### Dataset excerpts

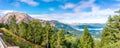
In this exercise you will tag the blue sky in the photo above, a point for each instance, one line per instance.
(66, 11)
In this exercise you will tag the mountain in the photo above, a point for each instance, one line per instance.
(22, 16)
(66, 27)
(19, 17)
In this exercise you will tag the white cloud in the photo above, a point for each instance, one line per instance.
(47, 0)
(16, 4)
(68, 5)
(84, 4)
(30, 2)
(51, 9)
(2, 12)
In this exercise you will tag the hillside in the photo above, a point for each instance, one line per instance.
(18, 41)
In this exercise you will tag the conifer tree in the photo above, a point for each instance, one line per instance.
(111, 33)
(86, 40)
(60, 43)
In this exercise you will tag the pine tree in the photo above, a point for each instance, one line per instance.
(86, 40)
(13, 25)
(111, 33)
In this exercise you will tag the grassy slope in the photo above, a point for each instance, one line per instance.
(16, 40)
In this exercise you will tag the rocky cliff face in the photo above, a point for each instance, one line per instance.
(19, 17)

######

* Required work
Put every line of the entries above into a numbered list, skipping blank lines and leaving the pictures out.

* Answer below
1. In this exercise you will tag the blue sky in the photo above, a point for each instance, one line per instance.
2. (66, 11)
3. In this exercise you will tag the mountain in the photo above, a point for each instance, one line per instance.
4. (22, 16)
5. (66, 27)
6. (19, 17)
7. In this exercise you will tag the white cloud in the photo above, a point for each instance, one line per instance.
8. (47, 0)
9. (16, 4)
10. (68, 5)
11. (84, 4)
12. (30, 2)
13. (51, 9)
14. (2, 12)
15. In this exercise you will tag the hillside in the photo above, a point for each instance, one line per instance.
16. (18, 41)
17. In this exercise you will tag the conifer tree in the photo above, a point for each instance, one line per instance.
18. (111, 33)
19. (86, 40)
20. (60, 43)
21. In this exercise you will tag the pine tree in the photo above, a point for each instance, one line per instance.
22. (86, 40)
23. (13, 25)
24. (111, 33)
25. In this exercise you will tag the grassy slope in the photo above, a point for each instance, one line per instance.
26. (16, 40)
27. In this exercise you will tag the rocky cliff face in the photo above, a point for each instance, one line per instance.
28. (19, 17)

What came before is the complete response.